Given passage:

○ ○ ○

By 2017, I had to quit working in Interior Design, something I really loved doing, because the stress was too much on my body. Stress turned into pain. Pain turned into depression. There were days I couldn’t get out of bed, and if I could, I was back in bed by noon, so exhausted and the pain too much. I was gaslighted by doctors, co-workers, and even friends and family. “It was all in my head.” Often, people would say words that hurt even though they meant well. No number of self-help books or “positive vibes only” memes could cure what I was dealing with. I needed a miracle.
Now you can imagine how much that culminating event became a catalyst for bitterness and a spiral that would deepen into a chasm that stretched into my “dark ages” with God. I reached a point in 2019 during the “dark ages” when I was ready, like Elijah, to end it all. I just wanted to die. I had enough of this life. I cried out to God, like Elijah. How could God allow an event, a mission trip, which was supposed to be a calling to help people but ultimately caused me to hurt so terribly? It was a question I had to work through for a long time as I wandered through my wilderness. This journey hasn’t been in vain. It has blessed me in so many ways. Weird, maybe, but true. It took me a long time to process and hear God speak his answer back. There are so many who struggle with chronic pain and illness in the world. For me, it has been an extremely long journey of highs and lows with chronic illness.

○ ○ ○

Recorded data:

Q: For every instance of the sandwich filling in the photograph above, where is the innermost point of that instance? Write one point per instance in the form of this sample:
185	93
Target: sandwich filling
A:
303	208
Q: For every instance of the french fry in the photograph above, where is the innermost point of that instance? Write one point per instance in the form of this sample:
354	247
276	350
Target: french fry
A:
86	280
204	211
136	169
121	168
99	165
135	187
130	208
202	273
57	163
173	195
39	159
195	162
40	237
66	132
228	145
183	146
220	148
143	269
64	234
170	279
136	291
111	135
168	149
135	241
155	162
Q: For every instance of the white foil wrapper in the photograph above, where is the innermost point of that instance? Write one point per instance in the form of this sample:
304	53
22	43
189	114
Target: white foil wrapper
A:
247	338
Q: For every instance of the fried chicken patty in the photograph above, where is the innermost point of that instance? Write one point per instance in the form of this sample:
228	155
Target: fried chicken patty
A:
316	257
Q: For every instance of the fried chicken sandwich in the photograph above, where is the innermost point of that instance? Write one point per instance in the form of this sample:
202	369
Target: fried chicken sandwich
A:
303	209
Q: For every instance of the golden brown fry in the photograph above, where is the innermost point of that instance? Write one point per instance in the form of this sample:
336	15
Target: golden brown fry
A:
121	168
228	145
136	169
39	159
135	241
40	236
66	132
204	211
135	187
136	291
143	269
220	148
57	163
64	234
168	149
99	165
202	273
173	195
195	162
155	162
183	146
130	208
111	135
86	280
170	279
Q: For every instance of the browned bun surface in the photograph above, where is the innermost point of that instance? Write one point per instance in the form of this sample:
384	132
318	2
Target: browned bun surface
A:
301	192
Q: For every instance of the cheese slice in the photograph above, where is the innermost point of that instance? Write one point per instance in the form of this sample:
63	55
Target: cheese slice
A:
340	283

○ ○ ○

Activities:
1. According to the account of chronic illness and faith, what line of work did the writer have to quit by 2017?
2. Duplicate the stretch of the chronic illness account from "By 2017, I had" through "needed a miracle.".
3. Pick up the chronic illness account after its final sentence and continue writing it.

Outputs by task:
1. Interior Design.

2.
By 2017, I had to quit working in Interior Design, something I really loved doing, because the stress was too much on my body. Stress turned into pain. Pain turned into depression. There were days I couldn’t get out of bed, and if I could, I was back in bed by noon, so exhausted and the pain too much. I was gaslighted by doctors, co-workers, and even friends and family. “It was all in my head.” Often, people would say words that hurt even though they meant well. No number of self-help books or “positive vibes only” memes could cure what I was dealing with. I needed a miracle.

3.
I am not alone.
I have been able to help many others as I share my journey in depth. It is my purpose that He has given me; I needed only to heal and be obedient to the calling….
I can tell you that I am so thankful for the incredible doctors I have found who listen. I am so grateful for the support team I have of the family that finally understands the extent of our genetic condition. I am so grateful for friends who inspire me to get out and have fun! I am incredibly fortunate to financially afford the medical care that I can receive with the medications and supplements I have found that help me function so well!
I still have terrible days. I still have lows. On those days, I’m really quiet. I put on a sad movie. An “Old Yeller” type of movie (that made me cry as a kid every time I watched it!) A good cry usually helps. Then what else helps me when it’s a low day? Especially if it’s pain-driven- Epsom salt baths, soft, cozy pajama pants and comfy blankets, socks, and doing nothing. That’s right. Cancelling plans. It’s okay to have bad days. As the saying goes,
“It’s okay to not be okay, but it’s not okay to stay that way.”
I know the next day will be better. It’s usually food or lack of sleep that is the culprit. Sleep is a must!!! Just like Elijah.
We all need rest.
Our verse for today comes from Isaiah 26: 3-4
You will keep in perfect peace those whose minds are steadfast, because they trust in you. Trust in the Lord forever, for the Lord, the Lord himself, is the Rock eternal.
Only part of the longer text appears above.